• _INFORMATION GIVEN_

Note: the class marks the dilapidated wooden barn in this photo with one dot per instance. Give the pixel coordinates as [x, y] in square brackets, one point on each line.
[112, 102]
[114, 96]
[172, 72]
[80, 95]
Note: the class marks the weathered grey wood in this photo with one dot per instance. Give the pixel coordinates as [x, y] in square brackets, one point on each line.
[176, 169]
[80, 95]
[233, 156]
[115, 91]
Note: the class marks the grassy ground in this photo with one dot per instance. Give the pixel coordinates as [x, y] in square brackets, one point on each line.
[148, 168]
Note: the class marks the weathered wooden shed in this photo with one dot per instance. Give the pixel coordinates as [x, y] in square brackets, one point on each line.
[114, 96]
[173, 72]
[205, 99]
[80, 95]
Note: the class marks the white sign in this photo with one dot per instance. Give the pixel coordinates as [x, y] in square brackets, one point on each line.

• _DO THIS_
Can you print all of the material above again, word for word, with nothing changed?

• _ANSWER FOR THIS EXERCISE_
Note: the class marks the dilapidated wooden barn in this photo with one dot per instance. Give the pixel coordinates as [x, y] in square brackets, one point on each line.
[112, 102]
[114, 96]
[172, 72]
[80, 95]
Note: the class marks the weathered grey wood in this photo with one dot per instance. Give the pixel coordinates as [x, y] in square brackets, one point on each line.
[176, 169]
[80, 95]
[233, 156]
[115, 91]
Note: the class marks the grassy ground in this photo with one dot per instance. Give the pixel coordinates as [x, y] in square brackets, one point on each line.
[148, 168]
Note: the class marks the weathered wooden shed in this photo with one dot per instance. Give the pixel coordinates as [x, y] in square brackets, one point on each line.
[114, 96]
[173, 72]
[205, 99]
[80, 95]
Note: the class marks the white sign in this photo with one dot per instance. Give the pixel coordinates as [x, y] in square brackets, one point on each line.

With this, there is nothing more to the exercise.